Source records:
╭──
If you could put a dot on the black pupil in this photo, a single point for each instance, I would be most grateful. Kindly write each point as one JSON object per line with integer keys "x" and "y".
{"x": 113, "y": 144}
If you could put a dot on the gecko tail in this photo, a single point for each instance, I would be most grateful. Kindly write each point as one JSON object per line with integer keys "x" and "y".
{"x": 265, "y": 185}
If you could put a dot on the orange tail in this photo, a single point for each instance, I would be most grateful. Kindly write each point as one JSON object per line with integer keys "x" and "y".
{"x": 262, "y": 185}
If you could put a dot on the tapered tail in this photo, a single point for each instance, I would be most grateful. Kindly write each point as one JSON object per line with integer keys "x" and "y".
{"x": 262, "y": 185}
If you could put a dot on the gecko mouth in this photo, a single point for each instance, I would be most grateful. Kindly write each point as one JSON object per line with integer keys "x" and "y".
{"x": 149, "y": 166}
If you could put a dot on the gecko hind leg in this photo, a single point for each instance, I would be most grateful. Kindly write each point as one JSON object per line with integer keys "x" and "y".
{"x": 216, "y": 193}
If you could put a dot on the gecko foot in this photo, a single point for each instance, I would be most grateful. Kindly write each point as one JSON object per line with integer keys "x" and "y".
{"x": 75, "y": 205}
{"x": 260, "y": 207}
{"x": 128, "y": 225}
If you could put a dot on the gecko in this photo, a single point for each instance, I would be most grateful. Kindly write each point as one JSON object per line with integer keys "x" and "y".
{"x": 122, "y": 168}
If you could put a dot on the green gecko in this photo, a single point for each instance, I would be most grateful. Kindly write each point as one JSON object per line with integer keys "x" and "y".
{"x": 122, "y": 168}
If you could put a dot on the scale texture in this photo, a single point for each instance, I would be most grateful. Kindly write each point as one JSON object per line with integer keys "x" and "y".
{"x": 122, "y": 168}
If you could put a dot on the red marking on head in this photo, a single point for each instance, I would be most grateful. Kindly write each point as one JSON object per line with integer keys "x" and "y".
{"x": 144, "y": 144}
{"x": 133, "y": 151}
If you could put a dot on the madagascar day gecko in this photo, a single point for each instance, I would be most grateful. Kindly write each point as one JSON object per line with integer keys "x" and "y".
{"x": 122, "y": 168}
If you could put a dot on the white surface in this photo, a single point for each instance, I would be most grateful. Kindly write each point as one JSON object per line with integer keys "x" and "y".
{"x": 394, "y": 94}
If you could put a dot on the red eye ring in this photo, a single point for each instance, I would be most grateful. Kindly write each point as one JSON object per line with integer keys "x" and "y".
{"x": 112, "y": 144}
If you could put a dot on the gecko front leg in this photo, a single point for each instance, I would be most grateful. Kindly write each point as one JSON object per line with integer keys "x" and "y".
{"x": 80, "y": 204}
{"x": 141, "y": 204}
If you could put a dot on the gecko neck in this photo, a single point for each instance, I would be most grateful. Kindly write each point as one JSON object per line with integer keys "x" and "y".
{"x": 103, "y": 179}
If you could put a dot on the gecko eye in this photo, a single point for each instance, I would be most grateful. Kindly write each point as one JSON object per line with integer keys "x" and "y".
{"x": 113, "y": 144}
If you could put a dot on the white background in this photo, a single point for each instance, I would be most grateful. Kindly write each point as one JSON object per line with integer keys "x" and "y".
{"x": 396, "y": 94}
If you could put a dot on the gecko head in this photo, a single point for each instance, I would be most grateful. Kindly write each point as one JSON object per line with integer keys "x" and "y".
╰──
• [Exercise objective]:
No line may be left out; the records are to be transcribed in full.

• [Solution for this exercise]:
If you could put a dot on the black pupil in this photo, a single point for each instance, I would be most grateful. Kindly write each point as one JSON object per line with integer keys "x" and "y".
{"x": 113, "y": 144}
If you could put a dot on the gecko tail in this photo, a single point for each instance, I would be most grateful. Kindly write each point as one JSON object per line with integer keys "x" and "y".
{"x": 265, "y": 185}
If you could put a dot on the orange tail in this photo, a single point for each instance, I would be most grateful. Kindly write each point as one JSON object per line with integer keys "x" and "y".
{"x": 262, "y": 185}
If you could put a dot on the tapered tail in this photo, a single point for each instance, I would be most grateful. Kindly write each point as one JSON object per line with integer keys "x" and "y".
{"x": 262, "y": 185}
If you could put a dot on the gecko mouth in this photo, a single point for each instance, I would be most grateful. Kindly write each point as one JSON object per line with integer keys "x" and "y".
{"x": 149, "y": 166}
If you could put a dot on the gecko hind leg in this photo, a single point for each instance, I would be most grateful. Kindly write each point as one JSON object per line with integer keys "x" and "y".
{"x": 216, "y": 193}
If you could put a dot on the gecko foot in this photo, a single point for each instance, I would be most grateful. Kindly write each point as one JSON object per line with integer keys "x" and "y".
{"x": 75, "y": 205}
{"x": 260, "y": 207}
{"x": 128, "y": 225}
If you could put a dot on the gecko in this photo, a single point for each instance, I would be most grateful. Kindly write each point as one JSON object per line with integer keys "x" and "y".
{"x": 122, "y": 168}
If you could put a dot on the green gecko in this photo, a single point for each instance, I would be most grateful. Kindly write each point as one JSON object per line with integer keys "x" and "y".
{"x": 122, "y": 168}
If you could put a dot on the scale texture in this photo, a single point for each instance, I would be most grateful. Kindly write each point as one JSON object per line with integer keys "x" and "y".
{"x": 122, "y": 168}
If you could put a dot on the red marking on head in this photo, a single point for each instance, I would be most grateful. Kindly write each point as one JSON object per line with integer keys "x" and "y".
{"x": 144, "y": 144}
{"x": 133, "y": 151}
If you could put a dot on the madagascar day gecko in this photo, a single point for each instance, I would be most grateful. Kindly write each point as one JSON object per line with integer keys "x" and "y".
{"x": 122, "y": 168}
If you could put a dot on the white surface in this photo, a single point for each instance, I would be most grateful. Kindly write each point as one JSON object per line with integer keys "x" and "y".
{"x": 394, "y": 94}
If you could put a dot on the red eye ring in this photo, a single point for each instance, I would be most grateful. Kindly write each point as one JSON object per line with integer keys "x" and "y".
{"x": 112, "y": 144}
If you could put a dot on the gecko front leg in this photo, a single point for each instance, I would be most grateful. Kindly write each point as one JSON object per line with integer keys "x" and "y".
{"x": 80, "y": 204}
{"x": 141, "y": 204}
If you could put a dot on the gecko neck in this photo, a single point for each instance, I would be most grateful. Kindly write each point as one JSON object per line with integer keys "x" and "y".
{"x": 103, "y": 179}
If you could put a dot on the gecko eye in this photo, a single point for each instance, I would be most grateful. Kindly write each point as one JSON object per line with integer keys "x" and "y".
{"x": 113, "y": 144}
If you could put a dot on the white background in this photo, a single point for each instance, I would be most grateful. Kindly write each point as one JSON object per line with integer keys "x" and "y".
{"x": 396, "y": 94}
If you could put a dot on the gecko head in this photo, a single point for each instance, I would be most grateful. Kindly write each point as one JSON object per line with integer keys "x" and "y".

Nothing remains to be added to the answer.